Required task:
Can you repeat the lines below word for word, from the first one through the line that contains "[(151, 362)]", including that line?
^^^^^^^^^^^^^^^^
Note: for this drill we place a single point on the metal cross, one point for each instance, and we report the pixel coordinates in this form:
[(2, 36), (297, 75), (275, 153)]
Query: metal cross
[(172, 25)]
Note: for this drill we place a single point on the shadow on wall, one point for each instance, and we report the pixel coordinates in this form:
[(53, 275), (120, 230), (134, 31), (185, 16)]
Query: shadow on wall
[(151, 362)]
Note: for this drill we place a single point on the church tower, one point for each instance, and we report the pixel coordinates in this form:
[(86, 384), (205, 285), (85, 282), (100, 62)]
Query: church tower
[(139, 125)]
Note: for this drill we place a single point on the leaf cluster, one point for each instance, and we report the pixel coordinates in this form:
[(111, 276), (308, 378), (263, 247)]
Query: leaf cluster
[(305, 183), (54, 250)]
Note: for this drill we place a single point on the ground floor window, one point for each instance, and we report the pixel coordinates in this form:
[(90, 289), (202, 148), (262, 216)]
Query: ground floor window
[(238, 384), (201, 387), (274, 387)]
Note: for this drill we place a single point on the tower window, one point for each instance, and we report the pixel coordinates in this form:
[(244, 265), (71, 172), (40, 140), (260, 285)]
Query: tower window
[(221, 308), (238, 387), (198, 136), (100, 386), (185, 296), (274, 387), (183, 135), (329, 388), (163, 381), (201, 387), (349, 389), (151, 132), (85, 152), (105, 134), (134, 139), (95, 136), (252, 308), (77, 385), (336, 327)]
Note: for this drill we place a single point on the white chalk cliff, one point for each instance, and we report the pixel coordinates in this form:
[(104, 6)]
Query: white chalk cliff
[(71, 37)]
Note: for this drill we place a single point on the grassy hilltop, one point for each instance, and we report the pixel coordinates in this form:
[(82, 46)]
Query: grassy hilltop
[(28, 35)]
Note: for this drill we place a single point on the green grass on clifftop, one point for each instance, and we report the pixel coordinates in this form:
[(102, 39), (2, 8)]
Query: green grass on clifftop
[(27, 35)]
^^^^^^^^^^^^^^^^
Full output:
Note: for this drill we place a single point on the metal cross, one point for each instance, and we report the pixel coordinates in this form:
[(2, 36), (297, 75), (275, 153)]
Query: metal cross
[(172, 25)]
Note: for this drill we place a single point on the shadow on wall, one point for each instance, and we report the pixel coordinates in this form:
[(53, 275), (120, 230), (134, 31), (185, 16)]
Query: shadow on wall
[(151, 362)]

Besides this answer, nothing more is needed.